==== Entries provided

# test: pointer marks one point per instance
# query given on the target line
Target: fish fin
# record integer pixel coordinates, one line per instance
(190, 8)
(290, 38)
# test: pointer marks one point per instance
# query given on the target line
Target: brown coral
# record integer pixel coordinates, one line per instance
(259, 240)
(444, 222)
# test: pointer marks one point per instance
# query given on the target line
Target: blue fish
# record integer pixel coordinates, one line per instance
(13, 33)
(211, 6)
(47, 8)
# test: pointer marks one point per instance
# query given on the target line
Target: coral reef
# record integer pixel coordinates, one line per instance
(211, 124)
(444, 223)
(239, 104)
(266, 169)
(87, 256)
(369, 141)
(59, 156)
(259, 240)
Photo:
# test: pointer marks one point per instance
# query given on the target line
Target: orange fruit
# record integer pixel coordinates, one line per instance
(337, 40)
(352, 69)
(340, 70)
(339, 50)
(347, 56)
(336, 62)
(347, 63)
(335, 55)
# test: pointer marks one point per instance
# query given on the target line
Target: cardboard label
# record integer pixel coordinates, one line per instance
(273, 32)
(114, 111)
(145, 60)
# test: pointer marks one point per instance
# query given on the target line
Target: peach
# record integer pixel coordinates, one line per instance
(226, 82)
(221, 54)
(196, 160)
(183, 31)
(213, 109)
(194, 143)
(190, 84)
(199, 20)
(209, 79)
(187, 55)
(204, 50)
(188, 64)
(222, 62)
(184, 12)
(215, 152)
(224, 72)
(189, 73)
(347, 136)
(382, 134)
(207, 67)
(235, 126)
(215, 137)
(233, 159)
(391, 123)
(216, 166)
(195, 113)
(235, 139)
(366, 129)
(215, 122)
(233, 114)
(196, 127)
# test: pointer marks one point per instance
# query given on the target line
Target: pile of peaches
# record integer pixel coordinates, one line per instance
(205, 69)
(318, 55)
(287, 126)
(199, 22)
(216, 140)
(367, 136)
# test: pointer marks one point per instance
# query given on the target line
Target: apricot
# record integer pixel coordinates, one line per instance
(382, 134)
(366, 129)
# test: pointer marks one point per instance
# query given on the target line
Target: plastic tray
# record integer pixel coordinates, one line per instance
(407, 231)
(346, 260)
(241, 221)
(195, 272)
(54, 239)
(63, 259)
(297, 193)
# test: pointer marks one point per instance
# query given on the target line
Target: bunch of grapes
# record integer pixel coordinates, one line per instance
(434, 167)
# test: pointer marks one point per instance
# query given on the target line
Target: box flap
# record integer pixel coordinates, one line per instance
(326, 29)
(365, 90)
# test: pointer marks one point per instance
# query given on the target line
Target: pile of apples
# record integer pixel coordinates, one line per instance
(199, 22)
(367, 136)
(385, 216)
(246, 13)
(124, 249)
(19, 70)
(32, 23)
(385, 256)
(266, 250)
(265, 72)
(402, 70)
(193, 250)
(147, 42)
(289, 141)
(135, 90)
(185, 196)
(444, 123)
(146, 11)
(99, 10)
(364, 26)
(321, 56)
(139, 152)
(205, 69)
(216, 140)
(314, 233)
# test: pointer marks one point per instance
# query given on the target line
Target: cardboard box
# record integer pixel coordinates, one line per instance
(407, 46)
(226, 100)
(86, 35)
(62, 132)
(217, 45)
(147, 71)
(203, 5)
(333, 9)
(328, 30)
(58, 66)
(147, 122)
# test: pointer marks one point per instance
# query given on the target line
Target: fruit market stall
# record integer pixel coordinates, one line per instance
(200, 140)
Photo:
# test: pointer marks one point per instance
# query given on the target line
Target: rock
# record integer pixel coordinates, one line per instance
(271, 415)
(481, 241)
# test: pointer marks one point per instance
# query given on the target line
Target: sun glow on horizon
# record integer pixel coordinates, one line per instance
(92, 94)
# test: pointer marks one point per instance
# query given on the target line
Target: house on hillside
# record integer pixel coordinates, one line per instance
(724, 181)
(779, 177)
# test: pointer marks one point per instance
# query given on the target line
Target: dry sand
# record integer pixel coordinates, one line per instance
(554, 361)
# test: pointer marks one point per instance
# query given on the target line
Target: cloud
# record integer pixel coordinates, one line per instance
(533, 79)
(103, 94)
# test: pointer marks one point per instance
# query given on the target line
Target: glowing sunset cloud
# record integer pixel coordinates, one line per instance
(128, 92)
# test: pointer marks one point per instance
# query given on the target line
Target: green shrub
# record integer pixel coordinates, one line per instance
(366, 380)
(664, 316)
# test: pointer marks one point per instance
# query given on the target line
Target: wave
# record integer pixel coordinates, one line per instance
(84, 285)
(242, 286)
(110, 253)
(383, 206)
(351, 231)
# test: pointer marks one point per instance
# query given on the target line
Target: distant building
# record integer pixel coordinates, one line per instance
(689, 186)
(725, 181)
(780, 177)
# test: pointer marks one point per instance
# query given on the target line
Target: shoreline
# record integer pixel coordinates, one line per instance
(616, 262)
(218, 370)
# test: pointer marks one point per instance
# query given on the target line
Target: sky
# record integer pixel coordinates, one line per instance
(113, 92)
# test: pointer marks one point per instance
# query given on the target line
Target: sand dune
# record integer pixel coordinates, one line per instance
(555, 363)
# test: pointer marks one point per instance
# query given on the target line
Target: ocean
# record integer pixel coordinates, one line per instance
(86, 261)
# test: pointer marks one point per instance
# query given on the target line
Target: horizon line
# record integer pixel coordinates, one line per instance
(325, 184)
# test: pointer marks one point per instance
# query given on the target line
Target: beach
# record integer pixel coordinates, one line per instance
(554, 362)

========

● **Description of the task**: Pick out and copy each line from the items above that contains the word "fruit".

● **Result of this exercise**:
Target: orange fruit
Target: fruit market stall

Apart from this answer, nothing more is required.